## Your task:
Locate every line in the listing below that contains the word "instance", and copy each of those lines. Matching is case-sensitive.

## Provided entries:

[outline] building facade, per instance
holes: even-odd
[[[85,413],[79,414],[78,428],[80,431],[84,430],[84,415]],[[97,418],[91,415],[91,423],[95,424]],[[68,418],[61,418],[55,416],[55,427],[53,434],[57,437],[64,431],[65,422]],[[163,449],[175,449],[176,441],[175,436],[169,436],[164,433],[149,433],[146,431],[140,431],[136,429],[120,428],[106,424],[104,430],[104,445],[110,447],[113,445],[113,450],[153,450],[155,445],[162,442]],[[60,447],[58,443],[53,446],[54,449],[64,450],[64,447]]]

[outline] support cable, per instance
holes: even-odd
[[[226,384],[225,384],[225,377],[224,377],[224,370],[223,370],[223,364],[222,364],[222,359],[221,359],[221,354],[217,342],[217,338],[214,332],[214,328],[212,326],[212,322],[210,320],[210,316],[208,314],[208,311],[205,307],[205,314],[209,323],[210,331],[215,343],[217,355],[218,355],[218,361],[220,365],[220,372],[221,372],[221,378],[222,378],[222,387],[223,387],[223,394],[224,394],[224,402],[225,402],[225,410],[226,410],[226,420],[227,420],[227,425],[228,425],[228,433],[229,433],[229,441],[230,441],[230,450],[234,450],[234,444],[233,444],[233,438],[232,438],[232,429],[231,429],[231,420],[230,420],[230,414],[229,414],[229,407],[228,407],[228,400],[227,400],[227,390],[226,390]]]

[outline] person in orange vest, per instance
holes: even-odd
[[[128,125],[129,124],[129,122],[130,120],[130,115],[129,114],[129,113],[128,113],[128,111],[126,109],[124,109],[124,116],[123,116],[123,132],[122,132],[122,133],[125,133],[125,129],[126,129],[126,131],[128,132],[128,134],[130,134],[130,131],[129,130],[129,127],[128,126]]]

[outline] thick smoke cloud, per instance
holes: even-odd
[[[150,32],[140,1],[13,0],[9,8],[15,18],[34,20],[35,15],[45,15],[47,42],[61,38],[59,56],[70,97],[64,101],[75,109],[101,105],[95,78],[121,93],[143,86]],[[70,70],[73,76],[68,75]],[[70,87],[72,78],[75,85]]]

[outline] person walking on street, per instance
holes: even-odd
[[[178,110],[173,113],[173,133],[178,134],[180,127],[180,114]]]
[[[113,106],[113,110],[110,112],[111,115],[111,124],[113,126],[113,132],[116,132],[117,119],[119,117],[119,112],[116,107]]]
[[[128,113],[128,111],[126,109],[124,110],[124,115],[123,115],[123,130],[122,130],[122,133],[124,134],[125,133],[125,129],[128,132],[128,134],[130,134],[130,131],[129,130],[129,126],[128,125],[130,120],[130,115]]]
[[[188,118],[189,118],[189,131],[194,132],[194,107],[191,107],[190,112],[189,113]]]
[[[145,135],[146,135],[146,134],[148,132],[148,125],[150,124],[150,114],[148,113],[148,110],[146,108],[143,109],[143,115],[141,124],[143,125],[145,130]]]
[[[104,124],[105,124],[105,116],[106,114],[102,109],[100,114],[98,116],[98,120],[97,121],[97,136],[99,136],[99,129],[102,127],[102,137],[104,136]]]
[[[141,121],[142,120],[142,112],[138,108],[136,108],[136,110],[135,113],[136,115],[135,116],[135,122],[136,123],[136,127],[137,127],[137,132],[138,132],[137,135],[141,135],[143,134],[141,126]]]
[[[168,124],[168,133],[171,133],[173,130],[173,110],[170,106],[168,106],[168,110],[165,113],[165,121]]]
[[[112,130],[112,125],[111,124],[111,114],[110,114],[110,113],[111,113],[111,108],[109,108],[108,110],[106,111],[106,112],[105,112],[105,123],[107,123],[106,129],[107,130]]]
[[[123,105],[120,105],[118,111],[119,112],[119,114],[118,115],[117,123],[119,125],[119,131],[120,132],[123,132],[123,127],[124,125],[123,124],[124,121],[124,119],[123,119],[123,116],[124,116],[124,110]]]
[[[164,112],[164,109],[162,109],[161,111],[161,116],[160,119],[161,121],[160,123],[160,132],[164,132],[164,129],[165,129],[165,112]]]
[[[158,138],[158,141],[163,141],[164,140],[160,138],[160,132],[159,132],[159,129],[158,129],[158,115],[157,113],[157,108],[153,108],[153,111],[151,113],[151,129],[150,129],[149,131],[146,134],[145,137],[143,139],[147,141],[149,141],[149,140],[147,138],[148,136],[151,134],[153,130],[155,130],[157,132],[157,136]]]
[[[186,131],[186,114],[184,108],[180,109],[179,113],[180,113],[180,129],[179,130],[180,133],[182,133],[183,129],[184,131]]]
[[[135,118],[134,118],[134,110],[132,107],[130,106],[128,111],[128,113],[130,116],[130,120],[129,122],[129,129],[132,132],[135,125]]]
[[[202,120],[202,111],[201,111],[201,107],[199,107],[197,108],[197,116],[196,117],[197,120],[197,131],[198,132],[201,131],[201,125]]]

## Final answer:
[outline] building facade, per instance
[outline] support cable, per instance
[outline] person in orange vest, per instance
[outline] thick smoke cloud, per instance
[outline] person walking on street, per instance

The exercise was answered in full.